Feb
21

The B2B Backdoor Strategy

My first startup was a B2B Enterprise software vendor. In those days enterprise software companies went to market by building a really expensive direct sales force with sales reps and sales engineers out in the field in key cities. We had little visibility into which deals would close when. And we routinely had to replace sales reps and start over again in a sales territory.

One of the reasons why we took such an expensive approach was that it was the only way to sell to major enterprise accounts. You had to be where your customers were. And you needed relationship building reps on the ground to continually work an account and work through all the hoops needed to get to a purchase order.

Things have changed. Yes, enterprise software is alive and well. Just ask Larry Ellison from Oracle. But increasingly, enterprise software is deployed over the web (either public web or internal) and this opens up more entry points to an account. You could target departments or subsidiaries vs. going to corporate IT. Yammer has done an amazing job of this getting into some major accounts by letting anyone with a company email address create an account.

* **REQUIRED WORK**
Reproduce verbatim the portion of the B2B backdoor strategy post between "The B2B Backdoor" and "a purchase order.", inclusive.

* **DATASET EXCERPT**
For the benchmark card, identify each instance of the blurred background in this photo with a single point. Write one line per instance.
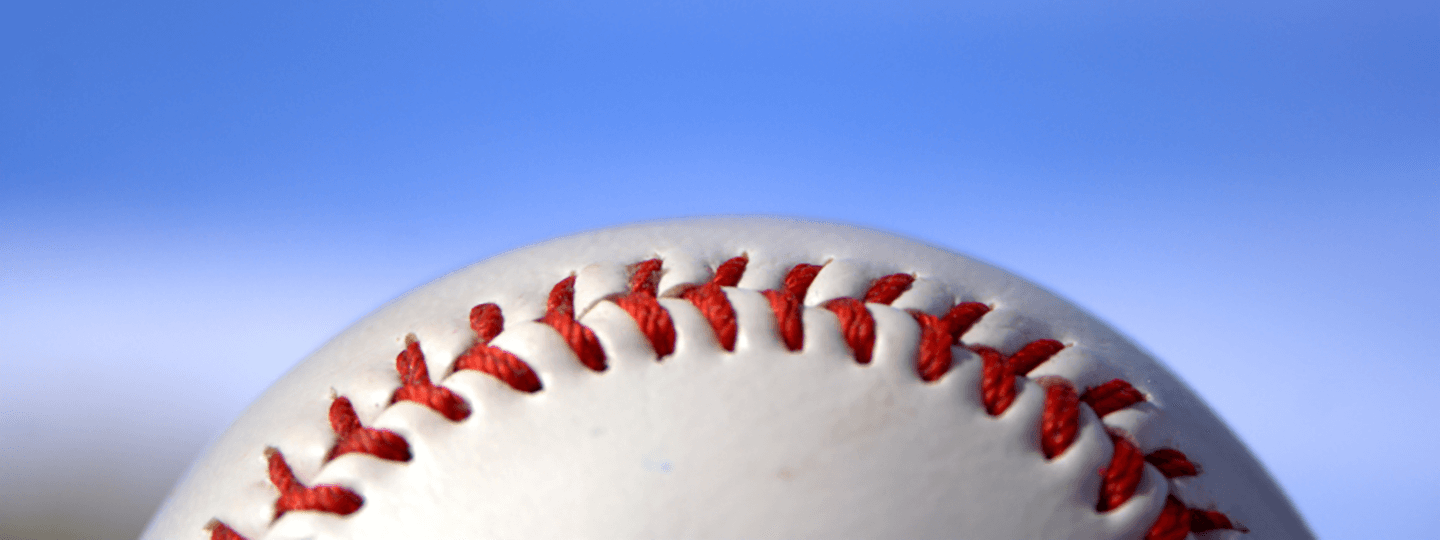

* **SOLUTION**
The B2B Backdoor Strategy

My first startup was a B2B Enterprise software vendor. In those days enterprise software companies went to market by building a really expensive direct sales force with sales reps and sales engineers out in the field in key cities. We had little visibility into which deals would close when. And we routinely had to replace sales reps and start over again in a sales territory.

One of the reasons why we took such an expensive approach was that it was the only way to sell to major enterprise accounts. You had to be where your customers were. And you needed relationship building reps on the ground to continually work an account and work through all the hoops needed to get to a purchase order.